=== Source passage ===
=== Section Start ===

I have to admit that for the first 20 years of my
life, I learned little about communication, forming relationships, building
community with others, or charity.
Neither my school nor my family prepared me for the social aspects of
cooperating with and helping others. I had to acquire these skills on my own in
the school of life, later through counseling and spiritual guidance, and then
through interactions with brothers and sisters. I’m still in the midst of this
learning process even after all these decades. Four life lessons in particular
stand out to me.
What is said is not what is meant
First of all, in order to learn how to understand and
put into practice the basics of any type of communication as they are taken for
granted nowadays in social occupations, the following holds true: the message
that comes through to me in a conversation is not necessarily that which the
other person really intended, and vice versa. Usually, I take away more from
the conversation than just the other person’s actual words. Therefore, it is
important to learn how to listen, to ask clarifying questions, and to avoid
just assuming that we completely understand each other. Tolerating different
opinions and tackling conflicts productively are part of these basics as well. I
have been digesting this life lesson for more than 35 years.
It or you?

=== Section End ===

=== Records shown ===
=== Section Start ===

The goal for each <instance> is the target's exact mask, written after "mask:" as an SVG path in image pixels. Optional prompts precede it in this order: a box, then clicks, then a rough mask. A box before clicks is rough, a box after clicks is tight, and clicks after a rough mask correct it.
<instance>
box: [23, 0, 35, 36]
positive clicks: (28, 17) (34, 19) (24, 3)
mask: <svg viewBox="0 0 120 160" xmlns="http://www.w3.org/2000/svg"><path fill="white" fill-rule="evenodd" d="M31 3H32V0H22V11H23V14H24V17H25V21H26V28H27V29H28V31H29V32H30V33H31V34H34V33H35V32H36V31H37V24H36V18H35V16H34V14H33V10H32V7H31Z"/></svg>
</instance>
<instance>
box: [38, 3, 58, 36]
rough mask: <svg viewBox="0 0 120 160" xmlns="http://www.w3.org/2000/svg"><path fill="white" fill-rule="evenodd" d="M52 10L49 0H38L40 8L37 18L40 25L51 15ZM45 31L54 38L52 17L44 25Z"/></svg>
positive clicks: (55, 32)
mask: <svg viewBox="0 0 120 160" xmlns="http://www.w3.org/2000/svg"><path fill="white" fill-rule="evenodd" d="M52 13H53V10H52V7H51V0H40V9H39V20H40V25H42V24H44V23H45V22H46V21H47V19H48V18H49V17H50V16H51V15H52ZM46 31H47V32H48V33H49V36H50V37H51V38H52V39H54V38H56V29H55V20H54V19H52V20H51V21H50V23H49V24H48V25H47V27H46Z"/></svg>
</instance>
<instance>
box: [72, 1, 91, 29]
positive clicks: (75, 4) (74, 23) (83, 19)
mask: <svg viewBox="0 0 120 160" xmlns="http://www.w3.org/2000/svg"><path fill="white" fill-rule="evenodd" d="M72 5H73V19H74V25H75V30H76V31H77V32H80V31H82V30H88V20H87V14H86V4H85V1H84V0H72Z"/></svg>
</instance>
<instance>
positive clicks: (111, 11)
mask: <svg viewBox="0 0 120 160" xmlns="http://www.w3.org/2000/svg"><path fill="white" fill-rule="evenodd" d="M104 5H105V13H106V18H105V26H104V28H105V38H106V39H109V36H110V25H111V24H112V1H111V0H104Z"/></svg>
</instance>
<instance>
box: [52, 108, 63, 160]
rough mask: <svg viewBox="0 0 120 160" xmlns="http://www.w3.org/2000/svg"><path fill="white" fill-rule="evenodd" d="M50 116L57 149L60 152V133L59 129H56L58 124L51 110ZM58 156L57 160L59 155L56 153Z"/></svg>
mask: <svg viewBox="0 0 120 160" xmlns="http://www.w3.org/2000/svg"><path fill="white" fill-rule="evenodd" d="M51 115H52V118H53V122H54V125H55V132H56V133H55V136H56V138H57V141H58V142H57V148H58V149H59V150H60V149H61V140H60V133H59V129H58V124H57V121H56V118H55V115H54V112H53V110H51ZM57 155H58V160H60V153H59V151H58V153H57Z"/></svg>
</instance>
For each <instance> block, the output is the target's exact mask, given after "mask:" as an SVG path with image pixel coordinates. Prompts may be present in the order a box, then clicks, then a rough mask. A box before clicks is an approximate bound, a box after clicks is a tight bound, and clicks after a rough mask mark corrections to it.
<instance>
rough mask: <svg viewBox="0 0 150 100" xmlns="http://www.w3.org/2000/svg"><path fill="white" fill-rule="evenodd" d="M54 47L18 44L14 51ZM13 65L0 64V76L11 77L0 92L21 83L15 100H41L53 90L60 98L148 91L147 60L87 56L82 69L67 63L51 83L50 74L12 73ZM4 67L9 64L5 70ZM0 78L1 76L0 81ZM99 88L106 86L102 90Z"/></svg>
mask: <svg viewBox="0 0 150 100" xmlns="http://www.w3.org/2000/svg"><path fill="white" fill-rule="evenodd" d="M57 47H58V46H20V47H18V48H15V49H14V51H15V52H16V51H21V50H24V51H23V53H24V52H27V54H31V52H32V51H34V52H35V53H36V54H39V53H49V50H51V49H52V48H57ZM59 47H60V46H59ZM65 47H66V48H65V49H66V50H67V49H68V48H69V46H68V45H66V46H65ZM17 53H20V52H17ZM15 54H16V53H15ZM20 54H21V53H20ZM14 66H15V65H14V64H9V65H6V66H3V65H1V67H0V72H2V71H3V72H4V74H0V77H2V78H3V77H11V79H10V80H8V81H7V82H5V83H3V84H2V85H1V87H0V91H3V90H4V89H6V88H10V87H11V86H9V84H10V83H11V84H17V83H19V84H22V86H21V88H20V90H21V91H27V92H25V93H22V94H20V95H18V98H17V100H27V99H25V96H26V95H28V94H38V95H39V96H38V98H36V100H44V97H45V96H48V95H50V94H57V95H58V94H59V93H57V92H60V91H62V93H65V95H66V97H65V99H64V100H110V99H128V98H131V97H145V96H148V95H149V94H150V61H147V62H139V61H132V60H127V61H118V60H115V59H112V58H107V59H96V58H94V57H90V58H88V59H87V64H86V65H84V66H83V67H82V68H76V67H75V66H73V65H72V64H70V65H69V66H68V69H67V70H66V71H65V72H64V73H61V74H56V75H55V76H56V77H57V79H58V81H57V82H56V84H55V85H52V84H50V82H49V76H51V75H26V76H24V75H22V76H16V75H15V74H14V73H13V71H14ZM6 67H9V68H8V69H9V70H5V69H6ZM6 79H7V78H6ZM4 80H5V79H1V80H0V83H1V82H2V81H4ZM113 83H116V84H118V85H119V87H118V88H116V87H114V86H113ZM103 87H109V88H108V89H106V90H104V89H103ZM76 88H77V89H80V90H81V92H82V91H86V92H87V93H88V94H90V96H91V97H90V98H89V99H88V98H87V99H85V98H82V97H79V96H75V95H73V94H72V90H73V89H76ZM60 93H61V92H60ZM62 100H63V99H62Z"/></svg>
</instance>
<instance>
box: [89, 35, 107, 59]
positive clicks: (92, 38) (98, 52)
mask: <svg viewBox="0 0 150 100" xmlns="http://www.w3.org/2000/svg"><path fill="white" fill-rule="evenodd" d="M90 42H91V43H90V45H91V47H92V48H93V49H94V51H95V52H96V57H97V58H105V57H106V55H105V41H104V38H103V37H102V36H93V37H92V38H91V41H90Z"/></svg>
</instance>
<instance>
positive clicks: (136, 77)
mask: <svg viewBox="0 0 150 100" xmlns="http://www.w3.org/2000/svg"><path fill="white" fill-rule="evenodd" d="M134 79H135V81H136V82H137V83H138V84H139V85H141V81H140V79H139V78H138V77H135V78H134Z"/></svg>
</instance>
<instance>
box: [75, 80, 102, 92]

=== Section End ===

=== Required work ===
A – Can you sum up the passage on life lessons in two sentences?
B – Can you copy the passage on life lessons word for word, beginning at the words "I have to admit" and stopping after "stand out to me."?
C – How would the passage on life lessons carry on from its last line?
You won't need anything from the listing.

=== Answers in order ===
A – The writer learned little about communication, relationships, community, or charity during the first 20 years of life and had to acquire these skills through the school of life, counseling, spiritual guidance, and interactions with brothers and sisters, a learning process that is still going on. The first of four lessons is that the message one person takes from a conversation is not necessarily what the other intended, so it is important to listen, ask clarifying questions, avoid assuming complete understanding, tolerate different opinions, and tackle conflicts productively.

B –
I have to admit that for the first 20 years of my
life, I learned little about communication, forming relationships, building
community with others, or charity.
Neither my school nor my family prepared me for the social aspects of
cooperating with and helping others. I had to acquire these skills on my own in
the school of life, later through counseling and spiritual guidance, and then
through interactions with brothers and sisters. I’m still in the midst of this
learning process even after all these decades. Four life lessons in particular
stand out to me.

C –
In the 1980s, I came across the dialogue principle of
Martin Buber (1954), which began a second life lesson. Specifically, every
relationship creates its own I: I can treat the other person as an it, as an
object; or as a counterpart, as a you. Accordingly, I will experience myself as
another: there is the I of it-and-I,
and there is the I of you-and-I, as
Buber said. However, the question remains, is it under my control whether I
speak of you or it? I can at least prepare myself to take control in as far as
I learn to refuse to treat the other according to my hastily drawn picture of
him. Rather, I begin slowly and carefully, with respect, to discover aspects
about the other person bit by bit. I can add to this even further by abstaining
from putting on appearances and from being compelled to present certain images
of myself. The renunciation of images
and appearances makes room for the you-and-I, which is easier said than done,
but each of encounter of this type lets love come to life and grow.
Answer the cry of desperation
At
the end of the 1990s, my attention was drawn to the Jewish philosopher Emmanuel
Lévinas (1989) from France.
A third life lesson began. Lévinas spoke
of a face, of a nakedness, which the other reveals rather clumsily to me mostly
in times of need. This countenance is principally characterized by two cries
from the heart: “Please don’t kill me!” and
“Please don’t leave me alone to die!” To
hear these cries, to answer them, to become involved, and to give of myself
creates a new I, an ethical identity: someone is calling me. I alone can
answer.
In
regards to the second lesson, I am still learning to open myself up to
encounters, not to shield myself, and to make myself vulnerable; these apply to
this third lesson as well, but it additionally entails subordinating my I.
That
sounds radical: The fear of hurting someone else takes the place of the fear of
being hurt!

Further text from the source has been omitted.